(TASK BRIEF): Your task is to quote the material that follows, in full and exactly.

***** EXTRACTED MATERIAL *****

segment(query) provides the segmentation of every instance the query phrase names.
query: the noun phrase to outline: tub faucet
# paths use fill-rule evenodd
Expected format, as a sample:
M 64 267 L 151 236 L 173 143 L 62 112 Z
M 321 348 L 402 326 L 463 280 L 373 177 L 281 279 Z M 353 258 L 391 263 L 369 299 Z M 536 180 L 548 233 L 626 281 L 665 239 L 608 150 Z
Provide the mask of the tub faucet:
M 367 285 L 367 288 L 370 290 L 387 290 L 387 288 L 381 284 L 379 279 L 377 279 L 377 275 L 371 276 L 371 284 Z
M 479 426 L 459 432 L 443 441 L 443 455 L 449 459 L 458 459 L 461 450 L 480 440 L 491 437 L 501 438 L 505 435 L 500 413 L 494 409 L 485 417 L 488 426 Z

*****

(EXERCISE SOLUTION):
segment(query) provides the segmentation of every instance the query phrase names.
query: the noun phrase to outline: tub faucet
# paths use fill-rule evenodd
Expected format, as a sample:
M 64 267 L 151 236 L 173 143 L 62 112 Z
M 321 348 L 402 326 L 463 280 L 373 177 L 281 279 Z M 353 258 L 391 263 L 369 299 Z M 536 180 L 548 233 L 626 281 L 665 239 L 608 150 Z
Provide the mask of the tub faucet:
M 367 285 L 367 288 L 370 290 L 387 290 L 387 288 L 381 284 L 379 279 L 377 279 L 377 275 L 371 276 L 371 284 Z
M 479 426 L 459 432 L 443 441 L 443 455 L 449 459 L 458 459 L 461 450 L 480 440 L 491 437 L 501 438 L 505 435 L 500 413 L 494 409 L 485 417 L 488 426 Z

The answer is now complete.